[Text provided]

Jan and Julie separated once for several months, but they came back together. People stay together for all kinds of reasons, some of them not so good. But this couple did try again and decided to have another child. Because Julie agreed to a second child, I am going to conclude that she did so because she really does like children. Other wise, she's a glutton for punishment. Building Block #2

Jan and Julie have two children to consider and a shared history of 15 years together. They also have a group of friends, and at least one of the women, Jan, has a loving extended family. Building Block #3

There is no indication of physical violence, addiction, or mental illness in either of the partners. Building Block #4

These four building blocks are enough to provide impetus for this relationship to work. Now the couple needs outside help. They've been together 15 years and they haven't been successful in talking to one another, resolving conflict, and maintaining intimacy. What happens when the same conflict keeps coming up and it never gets resolved? Each partner becomes polarized in their position. They are at opposite ends and, over time, the resentment and frustration kills the intimacy in their relationship. They no longer laugh, share their feelings, make love, or have fun. Life between them is a real drag.

When this couple comes in for therapy, I will take a complete history of the relationship. It is important for me to know where the relationship has been and what attempts have been made to make it better. In couples counseling, the "patient" is the relationship. And it is always both of the partners who contribute to the dysfunction. I also take an individual history for each to determine what "buttons" might be pushed from childhood.

Depending on the couple, the first several sessions are spent developing communication skills. No issue will be resolved until this couple can talk to one another productively. These skills will improve, with practice, as the therapy goes on. In this case, the position of change starts with Jan. Jan's position has been to be "super mom". She is probably too enmeshed with the children. She is unconsciously trying to make up for Jan's non-involvement. But my guess is that she would find it hard to let go of her mom power. She probably complains that Julie isn't involved, but she needs to make room for Julie first.

As part of renegotiating the relationship, we would see how Jan can step back a bit from the parenting role. It will then be time for Julie to step up to coparent. As the therapist, I would provide the structure for this to happen by helping the couple talk about parenting in a constructive way. Perhaps Jan will still be the primary parent, but Julie will participate more and benefit from the joys and responsibilities of parenting.

[/Text provided]

*Exercise instructions*. Please continue the passage on couples therapy for Jan and Julie, picking up right after its final sentence.

[Raw data]

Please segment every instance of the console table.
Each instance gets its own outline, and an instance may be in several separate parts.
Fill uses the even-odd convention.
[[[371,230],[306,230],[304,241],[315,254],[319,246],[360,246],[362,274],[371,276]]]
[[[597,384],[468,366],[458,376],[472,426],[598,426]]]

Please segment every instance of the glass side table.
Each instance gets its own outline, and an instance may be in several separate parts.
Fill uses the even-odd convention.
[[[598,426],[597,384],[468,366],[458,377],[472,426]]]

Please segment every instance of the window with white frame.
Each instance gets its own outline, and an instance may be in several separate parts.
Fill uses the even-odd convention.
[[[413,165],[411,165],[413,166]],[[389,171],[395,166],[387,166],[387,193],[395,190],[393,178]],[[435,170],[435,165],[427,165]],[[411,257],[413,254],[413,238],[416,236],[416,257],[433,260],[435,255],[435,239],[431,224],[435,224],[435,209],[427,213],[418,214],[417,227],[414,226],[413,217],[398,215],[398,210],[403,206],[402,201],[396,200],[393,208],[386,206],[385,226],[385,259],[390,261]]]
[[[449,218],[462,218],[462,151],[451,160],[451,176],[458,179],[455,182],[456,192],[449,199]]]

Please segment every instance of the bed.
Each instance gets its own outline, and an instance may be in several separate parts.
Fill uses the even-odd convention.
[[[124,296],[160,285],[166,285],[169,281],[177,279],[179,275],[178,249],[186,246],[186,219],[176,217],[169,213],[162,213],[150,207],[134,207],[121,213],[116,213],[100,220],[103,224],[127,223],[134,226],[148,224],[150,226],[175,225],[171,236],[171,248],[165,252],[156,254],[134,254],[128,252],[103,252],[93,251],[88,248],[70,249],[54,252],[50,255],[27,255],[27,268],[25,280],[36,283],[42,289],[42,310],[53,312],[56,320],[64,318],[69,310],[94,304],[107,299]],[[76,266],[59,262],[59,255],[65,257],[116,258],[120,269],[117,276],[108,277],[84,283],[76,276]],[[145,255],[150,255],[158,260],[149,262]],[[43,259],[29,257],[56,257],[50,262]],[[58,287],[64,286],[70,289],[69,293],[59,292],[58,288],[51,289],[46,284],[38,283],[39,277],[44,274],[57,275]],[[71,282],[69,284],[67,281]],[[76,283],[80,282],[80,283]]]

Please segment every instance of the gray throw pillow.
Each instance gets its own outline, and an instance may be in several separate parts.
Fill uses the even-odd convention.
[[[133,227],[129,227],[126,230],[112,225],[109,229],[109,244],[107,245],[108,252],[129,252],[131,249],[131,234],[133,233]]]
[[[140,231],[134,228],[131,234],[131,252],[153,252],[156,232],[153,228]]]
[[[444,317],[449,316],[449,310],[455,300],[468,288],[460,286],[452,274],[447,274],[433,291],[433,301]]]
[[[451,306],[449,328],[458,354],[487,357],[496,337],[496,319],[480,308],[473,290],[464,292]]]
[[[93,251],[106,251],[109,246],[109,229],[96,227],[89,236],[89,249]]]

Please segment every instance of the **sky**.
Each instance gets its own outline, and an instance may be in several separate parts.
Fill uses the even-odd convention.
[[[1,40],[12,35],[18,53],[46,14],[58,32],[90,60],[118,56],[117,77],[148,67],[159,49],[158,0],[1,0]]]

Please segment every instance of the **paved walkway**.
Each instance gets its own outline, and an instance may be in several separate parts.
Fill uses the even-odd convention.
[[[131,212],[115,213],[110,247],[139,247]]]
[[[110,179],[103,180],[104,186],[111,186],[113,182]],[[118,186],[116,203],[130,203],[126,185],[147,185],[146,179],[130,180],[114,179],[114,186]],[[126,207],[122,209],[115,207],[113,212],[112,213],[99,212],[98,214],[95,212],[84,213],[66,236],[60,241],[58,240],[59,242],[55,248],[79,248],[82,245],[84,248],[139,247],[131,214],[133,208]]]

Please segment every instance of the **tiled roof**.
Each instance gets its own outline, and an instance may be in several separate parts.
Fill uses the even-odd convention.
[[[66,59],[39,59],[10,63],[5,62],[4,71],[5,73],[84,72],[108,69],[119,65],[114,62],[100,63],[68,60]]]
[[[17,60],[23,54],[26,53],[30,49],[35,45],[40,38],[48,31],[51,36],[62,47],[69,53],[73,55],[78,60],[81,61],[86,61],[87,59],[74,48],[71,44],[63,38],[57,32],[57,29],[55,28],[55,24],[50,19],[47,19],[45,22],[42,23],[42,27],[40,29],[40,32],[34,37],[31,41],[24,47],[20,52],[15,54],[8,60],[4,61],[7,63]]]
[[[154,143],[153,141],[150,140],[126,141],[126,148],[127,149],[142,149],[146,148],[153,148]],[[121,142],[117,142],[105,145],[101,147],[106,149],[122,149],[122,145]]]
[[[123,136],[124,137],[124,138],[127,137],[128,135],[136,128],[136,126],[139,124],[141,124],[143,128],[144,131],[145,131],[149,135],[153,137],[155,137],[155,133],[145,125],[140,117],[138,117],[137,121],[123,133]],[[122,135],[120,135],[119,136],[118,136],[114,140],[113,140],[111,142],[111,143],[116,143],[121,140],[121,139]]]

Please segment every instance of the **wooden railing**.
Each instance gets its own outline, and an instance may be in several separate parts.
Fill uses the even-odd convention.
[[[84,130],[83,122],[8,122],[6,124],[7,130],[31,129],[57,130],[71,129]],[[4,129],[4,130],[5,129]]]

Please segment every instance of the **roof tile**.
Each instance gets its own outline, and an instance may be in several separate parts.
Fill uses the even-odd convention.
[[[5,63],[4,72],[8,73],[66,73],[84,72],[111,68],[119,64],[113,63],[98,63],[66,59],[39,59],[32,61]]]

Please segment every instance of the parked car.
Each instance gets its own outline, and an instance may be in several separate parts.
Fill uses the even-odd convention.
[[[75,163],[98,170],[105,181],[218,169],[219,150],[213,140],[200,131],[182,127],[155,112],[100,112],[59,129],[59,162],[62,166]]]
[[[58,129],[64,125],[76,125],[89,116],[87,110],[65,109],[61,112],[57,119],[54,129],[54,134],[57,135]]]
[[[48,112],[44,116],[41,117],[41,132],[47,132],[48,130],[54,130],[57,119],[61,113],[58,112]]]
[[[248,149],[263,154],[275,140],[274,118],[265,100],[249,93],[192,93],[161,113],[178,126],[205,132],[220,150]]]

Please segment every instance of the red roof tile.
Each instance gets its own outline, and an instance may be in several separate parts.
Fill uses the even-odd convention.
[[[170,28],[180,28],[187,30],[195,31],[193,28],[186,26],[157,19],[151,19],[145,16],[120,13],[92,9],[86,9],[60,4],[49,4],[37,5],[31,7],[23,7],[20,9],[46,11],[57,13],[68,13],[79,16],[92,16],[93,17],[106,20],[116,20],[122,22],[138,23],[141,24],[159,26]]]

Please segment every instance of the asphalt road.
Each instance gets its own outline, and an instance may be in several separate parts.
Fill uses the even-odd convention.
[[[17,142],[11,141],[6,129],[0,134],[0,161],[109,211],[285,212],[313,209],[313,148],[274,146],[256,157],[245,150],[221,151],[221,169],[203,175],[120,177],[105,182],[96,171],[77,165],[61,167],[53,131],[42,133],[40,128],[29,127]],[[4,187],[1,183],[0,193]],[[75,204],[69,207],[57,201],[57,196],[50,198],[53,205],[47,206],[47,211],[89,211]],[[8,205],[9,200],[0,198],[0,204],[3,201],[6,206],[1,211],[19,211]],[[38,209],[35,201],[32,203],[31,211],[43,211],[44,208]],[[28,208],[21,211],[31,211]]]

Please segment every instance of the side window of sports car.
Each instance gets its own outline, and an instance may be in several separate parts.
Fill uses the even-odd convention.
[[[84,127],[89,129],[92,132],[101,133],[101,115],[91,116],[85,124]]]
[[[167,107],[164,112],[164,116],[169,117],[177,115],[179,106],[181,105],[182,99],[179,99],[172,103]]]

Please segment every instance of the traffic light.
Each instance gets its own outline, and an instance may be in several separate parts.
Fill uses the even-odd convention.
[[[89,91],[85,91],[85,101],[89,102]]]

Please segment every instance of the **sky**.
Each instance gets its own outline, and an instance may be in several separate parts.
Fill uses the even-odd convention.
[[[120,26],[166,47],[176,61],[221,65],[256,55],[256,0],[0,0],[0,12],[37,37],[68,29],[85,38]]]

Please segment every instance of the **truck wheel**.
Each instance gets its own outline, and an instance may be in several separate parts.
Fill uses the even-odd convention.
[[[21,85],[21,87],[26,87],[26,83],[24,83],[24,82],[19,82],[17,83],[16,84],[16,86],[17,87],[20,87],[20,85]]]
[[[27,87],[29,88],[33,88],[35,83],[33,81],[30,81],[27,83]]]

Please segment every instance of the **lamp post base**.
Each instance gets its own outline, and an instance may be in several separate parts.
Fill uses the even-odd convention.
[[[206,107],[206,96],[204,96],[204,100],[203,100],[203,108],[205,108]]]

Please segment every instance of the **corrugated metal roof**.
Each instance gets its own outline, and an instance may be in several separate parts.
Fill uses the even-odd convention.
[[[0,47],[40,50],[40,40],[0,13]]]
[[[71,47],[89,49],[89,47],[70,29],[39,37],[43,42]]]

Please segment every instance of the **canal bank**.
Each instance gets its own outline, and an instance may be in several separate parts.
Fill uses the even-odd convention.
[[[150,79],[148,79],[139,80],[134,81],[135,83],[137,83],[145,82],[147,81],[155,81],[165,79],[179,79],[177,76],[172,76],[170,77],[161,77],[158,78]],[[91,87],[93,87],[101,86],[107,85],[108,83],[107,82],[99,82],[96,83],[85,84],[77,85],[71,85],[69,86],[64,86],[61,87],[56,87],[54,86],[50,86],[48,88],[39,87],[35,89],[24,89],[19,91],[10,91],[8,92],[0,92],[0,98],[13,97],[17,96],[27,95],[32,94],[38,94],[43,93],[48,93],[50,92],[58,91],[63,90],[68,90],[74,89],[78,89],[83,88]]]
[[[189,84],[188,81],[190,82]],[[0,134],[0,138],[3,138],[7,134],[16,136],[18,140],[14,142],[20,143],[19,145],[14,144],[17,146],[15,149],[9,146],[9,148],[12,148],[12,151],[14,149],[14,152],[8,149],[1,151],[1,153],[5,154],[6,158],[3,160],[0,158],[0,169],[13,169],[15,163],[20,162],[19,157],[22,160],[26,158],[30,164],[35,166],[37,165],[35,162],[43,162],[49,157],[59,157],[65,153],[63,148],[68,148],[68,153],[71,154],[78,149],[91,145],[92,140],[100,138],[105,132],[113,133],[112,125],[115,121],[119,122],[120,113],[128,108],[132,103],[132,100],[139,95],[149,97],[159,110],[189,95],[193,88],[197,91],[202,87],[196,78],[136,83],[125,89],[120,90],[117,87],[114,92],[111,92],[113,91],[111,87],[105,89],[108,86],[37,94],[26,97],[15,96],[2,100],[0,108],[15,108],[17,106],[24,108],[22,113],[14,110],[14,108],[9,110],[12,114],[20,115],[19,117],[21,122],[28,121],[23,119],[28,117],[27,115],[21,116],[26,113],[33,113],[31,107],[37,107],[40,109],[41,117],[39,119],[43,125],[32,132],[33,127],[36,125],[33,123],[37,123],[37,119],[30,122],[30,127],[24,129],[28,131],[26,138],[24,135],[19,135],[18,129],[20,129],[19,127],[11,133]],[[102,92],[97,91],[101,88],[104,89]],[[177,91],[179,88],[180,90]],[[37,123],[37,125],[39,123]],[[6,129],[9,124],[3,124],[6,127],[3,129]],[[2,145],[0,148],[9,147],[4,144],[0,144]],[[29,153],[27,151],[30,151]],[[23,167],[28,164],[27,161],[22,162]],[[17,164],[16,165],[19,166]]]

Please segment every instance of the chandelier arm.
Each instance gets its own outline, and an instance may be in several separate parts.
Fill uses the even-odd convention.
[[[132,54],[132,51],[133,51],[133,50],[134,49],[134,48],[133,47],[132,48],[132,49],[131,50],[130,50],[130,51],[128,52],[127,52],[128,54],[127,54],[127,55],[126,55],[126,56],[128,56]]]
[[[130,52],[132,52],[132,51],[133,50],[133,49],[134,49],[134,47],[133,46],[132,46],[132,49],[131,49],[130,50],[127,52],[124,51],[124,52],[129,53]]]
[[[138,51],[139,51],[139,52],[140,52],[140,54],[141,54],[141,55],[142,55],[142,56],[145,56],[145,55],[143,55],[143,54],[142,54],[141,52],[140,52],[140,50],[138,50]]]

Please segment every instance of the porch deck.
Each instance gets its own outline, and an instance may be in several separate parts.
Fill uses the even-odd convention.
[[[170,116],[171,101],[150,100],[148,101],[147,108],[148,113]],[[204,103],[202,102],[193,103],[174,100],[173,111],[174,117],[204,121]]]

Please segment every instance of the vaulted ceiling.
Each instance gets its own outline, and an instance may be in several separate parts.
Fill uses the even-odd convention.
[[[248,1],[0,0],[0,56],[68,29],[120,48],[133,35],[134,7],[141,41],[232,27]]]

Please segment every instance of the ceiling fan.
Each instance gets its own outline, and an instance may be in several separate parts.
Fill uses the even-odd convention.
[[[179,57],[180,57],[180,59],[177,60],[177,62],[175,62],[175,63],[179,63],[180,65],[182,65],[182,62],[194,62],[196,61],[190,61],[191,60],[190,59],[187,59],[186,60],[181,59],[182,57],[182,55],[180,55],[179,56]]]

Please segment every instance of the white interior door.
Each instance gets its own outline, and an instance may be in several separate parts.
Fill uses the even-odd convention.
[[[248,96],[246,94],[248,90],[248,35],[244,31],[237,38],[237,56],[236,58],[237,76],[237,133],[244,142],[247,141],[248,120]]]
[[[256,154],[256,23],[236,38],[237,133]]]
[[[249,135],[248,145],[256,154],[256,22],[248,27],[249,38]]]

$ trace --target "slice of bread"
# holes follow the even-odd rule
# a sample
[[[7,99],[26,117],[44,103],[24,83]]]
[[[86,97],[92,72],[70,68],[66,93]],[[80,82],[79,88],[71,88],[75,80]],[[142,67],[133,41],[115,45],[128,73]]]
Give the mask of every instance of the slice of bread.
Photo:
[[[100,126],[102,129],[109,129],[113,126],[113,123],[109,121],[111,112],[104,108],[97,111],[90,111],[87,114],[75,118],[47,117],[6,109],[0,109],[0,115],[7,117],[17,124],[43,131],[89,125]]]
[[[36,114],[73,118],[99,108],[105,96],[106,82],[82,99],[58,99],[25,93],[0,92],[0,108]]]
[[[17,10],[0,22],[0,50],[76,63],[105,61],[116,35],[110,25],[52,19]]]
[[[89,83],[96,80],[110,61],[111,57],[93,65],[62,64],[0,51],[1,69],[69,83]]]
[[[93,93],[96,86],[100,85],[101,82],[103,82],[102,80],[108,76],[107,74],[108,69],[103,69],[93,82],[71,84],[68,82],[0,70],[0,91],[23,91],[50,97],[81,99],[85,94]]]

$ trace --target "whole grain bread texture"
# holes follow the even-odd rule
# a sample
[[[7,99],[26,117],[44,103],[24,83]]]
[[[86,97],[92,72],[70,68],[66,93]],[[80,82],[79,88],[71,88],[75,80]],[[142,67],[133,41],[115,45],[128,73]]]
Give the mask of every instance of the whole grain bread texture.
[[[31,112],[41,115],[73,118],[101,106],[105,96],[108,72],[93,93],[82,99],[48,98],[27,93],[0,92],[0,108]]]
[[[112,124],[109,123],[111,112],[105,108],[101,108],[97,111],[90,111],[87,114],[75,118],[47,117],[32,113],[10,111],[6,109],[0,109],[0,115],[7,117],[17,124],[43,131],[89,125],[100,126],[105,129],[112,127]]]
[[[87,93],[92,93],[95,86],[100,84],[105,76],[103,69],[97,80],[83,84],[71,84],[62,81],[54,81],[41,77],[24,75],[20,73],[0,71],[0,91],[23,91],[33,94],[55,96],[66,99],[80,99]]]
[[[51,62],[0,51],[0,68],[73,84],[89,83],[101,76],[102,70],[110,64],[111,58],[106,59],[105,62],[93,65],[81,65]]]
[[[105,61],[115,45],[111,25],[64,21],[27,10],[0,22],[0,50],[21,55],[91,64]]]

[/Raw data]

*Task response*.
Once a new parenting structure is in place, time and attention will be given to the primary relationship. The most precious gift parents can give their children is a loving relationship between the two of them. Once Jan and Julie can talk to one another in a non-blaming way, they will begin to feel closer to one another as they resolve conflicts successfully. At the same time, this couple needs to get out more together and have fun. Going out once a week is not too much if they have the resources for childcare. At a minimum, one night every three weeks will help them enjoy each other outside the confines of home and parenting. It's time for them to reconnect with friends, get out to some sporting events, and perhaps join a team together. Family events involving both parents will be a time for them to share the joys of having fun as a family and also spending time as a couple.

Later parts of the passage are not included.